TRY IT: Output the entries in full and verbatim, pictures omitted.

Dataset entries:

◆ ◆ ◆ ◆ ◆ ◆ ◆

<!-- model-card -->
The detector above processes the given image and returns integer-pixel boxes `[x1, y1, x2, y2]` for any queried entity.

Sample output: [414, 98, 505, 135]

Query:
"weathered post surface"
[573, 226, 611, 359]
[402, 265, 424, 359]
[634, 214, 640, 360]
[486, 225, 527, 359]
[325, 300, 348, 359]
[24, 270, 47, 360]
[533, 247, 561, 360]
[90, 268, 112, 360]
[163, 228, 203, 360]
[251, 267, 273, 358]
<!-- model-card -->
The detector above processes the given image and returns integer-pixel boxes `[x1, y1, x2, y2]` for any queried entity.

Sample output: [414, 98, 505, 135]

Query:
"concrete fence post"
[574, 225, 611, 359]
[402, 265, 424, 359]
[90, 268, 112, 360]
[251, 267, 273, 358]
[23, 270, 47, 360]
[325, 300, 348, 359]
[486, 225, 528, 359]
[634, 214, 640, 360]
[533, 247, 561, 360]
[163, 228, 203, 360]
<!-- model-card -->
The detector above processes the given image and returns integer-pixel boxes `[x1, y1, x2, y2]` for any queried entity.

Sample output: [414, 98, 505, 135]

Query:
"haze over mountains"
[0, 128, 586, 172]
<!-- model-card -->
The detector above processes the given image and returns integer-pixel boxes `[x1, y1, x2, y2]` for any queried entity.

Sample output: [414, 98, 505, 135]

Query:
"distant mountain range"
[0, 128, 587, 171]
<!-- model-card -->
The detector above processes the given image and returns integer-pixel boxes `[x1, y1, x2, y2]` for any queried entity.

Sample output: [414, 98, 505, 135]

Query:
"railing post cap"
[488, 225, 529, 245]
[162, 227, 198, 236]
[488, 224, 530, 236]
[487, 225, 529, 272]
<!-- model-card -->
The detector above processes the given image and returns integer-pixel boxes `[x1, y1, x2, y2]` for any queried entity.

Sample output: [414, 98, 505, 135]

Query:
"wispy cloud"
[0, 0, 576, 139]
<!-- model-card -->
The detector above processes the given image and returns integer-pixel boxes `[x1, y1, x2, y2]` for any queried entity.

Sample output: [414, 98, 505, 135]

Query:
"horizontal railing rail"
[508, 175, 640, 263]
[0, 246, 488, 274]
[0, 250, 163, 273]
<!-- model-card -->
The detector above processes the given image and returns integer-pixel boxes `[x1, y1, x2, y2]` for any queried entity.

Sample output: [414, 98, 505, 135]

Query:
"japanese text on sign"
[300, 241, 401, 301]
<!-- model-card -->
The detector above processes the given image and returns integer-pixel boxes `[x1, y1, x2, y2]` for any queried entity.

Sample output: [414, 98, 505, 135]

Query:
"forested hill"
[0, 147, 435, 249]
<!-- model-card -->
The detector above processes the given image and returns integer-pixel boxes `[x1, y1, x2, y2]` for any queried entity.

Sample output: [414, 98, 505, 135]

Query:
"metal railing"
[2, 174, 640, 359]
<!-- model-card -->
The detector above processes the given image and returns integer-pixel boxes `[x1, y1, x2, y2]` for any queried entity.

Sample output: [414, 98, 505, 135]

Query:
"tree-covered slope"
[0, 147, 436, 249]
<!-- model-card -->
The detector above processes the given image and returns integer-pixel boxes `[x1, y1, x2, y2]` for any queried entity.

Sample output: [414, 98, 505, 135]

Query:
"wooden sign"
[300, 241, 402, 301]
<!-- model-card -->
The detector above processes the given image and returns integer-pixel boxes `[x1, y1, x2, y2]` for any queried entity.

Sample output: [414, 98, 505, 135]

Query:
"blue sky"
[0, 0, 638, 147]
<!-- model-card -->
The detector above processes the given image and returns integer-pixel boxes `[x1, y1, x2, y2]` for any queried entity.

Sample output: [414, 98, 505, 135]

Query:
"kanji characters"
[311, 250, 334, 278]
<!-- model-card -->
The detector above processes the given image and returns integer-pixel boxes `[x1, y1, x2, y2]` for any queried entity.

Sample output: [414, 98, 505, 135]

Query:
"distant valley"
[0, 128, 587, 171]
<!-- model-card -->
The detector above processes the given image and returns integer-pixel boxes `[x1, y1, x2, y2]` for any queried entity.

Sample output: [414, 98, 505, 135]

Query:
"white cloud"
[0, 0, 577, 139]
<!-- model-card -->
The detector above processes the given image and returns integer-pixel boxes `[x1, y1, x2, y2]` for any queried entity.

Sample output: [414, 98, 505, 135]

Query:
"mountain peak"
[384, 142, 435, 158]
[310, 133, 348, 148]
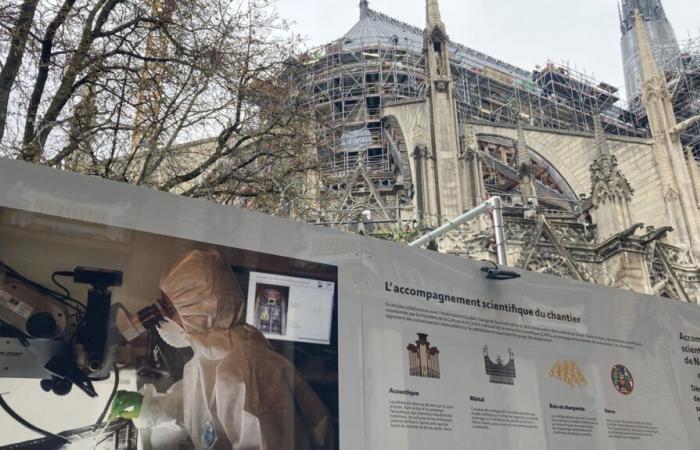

◆ ◆ ◆ ◆ ◆ ◆ ◆

EXERCISE RESULT:
<!-- model-card -->
The detector above processes the given image and returns integer-pixel boxes `[x1, y1, x2, y2]` for any queried entity.

Sample output: [414, 98, 505, 135]

Query:
"weathered post surface"
[573, 226, 611, 359]
[402, 265, 424, 359]
[634, 214, 640, 360]
[486, 225, 527, 359]
[325, 300, 348, 359]
[24, 270, 47, 360]
[533, 247, 561, 360]
[90, 268, 112, 360]
[163, 228, 203, 360]
[251, 267, 273, 358]
<!-- model-card -->
The detector above processes the given image and returns integer-pixel boxes `[x1, y1, x2, y2]` for any queried entity.

Sample output: [414, 98, 505, 135]

Query:
"concrete fence post"
[574, 225, 611, 359]
[402, 265, 424, 359]
[90, 268, 112, 360]
[251, 267, 273, 358]
[23, 270, 47, 360]
[325, 300, 348, 359]
[486, 225, 528, 359]
[634, 214, 640, 360]
[533, 247, 561, 360]
[163, 228, 203, 360]
<!-- model-card -->
The detector above processes the given image and returns integer-pixel boxes `[x1, y1, x2, y2]` for any queried entity.

Sample output: [414, 98, 505, 135]

Query:
"haze over mountains"
[0, 128, 586, 172]
<!-- model-card -->
The detector above processes the given image and returns integer-pixel boxes `[x1, y1, x2, y2]` for any queried entity.

Sample output: [414, 98, 505, 135]

Query:
"distant mountain range"
[0, 128, 587, 171]
<!-- model-card -->
The detector above processes the given image and returns integer-pixel boxes `[x1, y1, x2, y2]` for any queried entity.

Sample output: [414, 98, 505, 135]

Query:
"railing post cap"
[488, 225, 529, 245]
[162, 227, 198, 236]
[488, 224, 530, 236]
[487, 225, 529, 272]
<!-- model-card -->
The detector above processes the given image and returns integer-pixel boxes `[x1, y1, x2, y2]` for any queried entity.

Sample output: [414, 98, 505, 135]

Query:
"wispy cloud"
[0, 0, 576, 139]
<!-- model-card -->
The detector above processes the given image and returns integer-pixel boxes `[x1, y1, x2, y2]` for any queried entity.

Sample output: [414, 98, 505, 135]

Query:
"horizontal railing rail"
[508, 175, 640, 263]
[0, 246, 488, 274]
[0, 250, 163, 273]
<!-- model-card -->
The detector above processes the given image and returns integer-pixel boxes `[x1, y1, x2, y2]` for any queried entity.

Sample output: [414, 98, 505, 135]

Query:
"japanese text on sign"
[300, 241, 401, 301]
<!-- model-card -->
The detector above processes the given image and returns integer-pixel boxes `[x1, y1, x2, y2]` for any queried entity.

Sample output: [414, 98, 505, 135]

Query:
"forested hill"
[0, 147, 435, 249]
<!-- model-card -->
The detector above processes the given image and returns integer-pixel boxes `[x1, y1, x2, y2]` for any queried entity.

Sample output: [414, 98, 505, 135]

Query:
"metal railing"
[2, 174, 640, 359]
<!-- model-card -->
The detector above processes the given image and returns integer-pixel boxes `[x1, y1, x2, y2]` for any queried entity.

Sample output: [414, 98, 505, 135]

Query:
"tree-covered slope"
[0, 147, 436, 249]
<!-- model-card -->
The detector above processes the given image and returns integer-pixel boxes `[x1, y1, x2, y2]` for any queried entity.

Sample output: [414, 98, 505, 135]

Query:
"wooden sign"
[300, 241, 402, 301]
<!-- model-card -->
The detector above processes the given image and returns integer-pixel boxes `[x1, y1, x2, y2]` for any queried entity.

Sample output: [414, 98, 505, 135]

Query:
"blue sky"
[0, 0, 638, 147]
<!-- model-card -->
The detector above processes the given image and returns integer-pixel boxes `[x1, y1, x2, y2]` for any queried entity.

Sample output: [414, 98, 505, 135]

Query:
"kanji characters"
[311, 250, 334, 278]
<!-- model-card -->
The detector above processes the given image and returns integer-pixel boxes `[x1, y1, x2, y2]` for any queried entity.

Sample output: [414, 98, 505, 135]

Query:
"distant valley"
[0, 128, 587, 171]
<!-- model-card -->
The detector above processes the given image and returns integer-pixel boxes `[x1, y1, x2, y2]` for any queried entity.

Sample output: [414, 98, 505, 135]

Query:
"white cloud"
[0, 0, 577, 139]
<!-- model-card -->
The detector above processes the given image and returns integer-pixel boxes `[x1, y1, x2, y2]` for any queried entity.

Sample output: [414, 98, 505, 135]

Query:
"mountain peak"
[384, 142, 435, 158]
[310, 133, 348, 148]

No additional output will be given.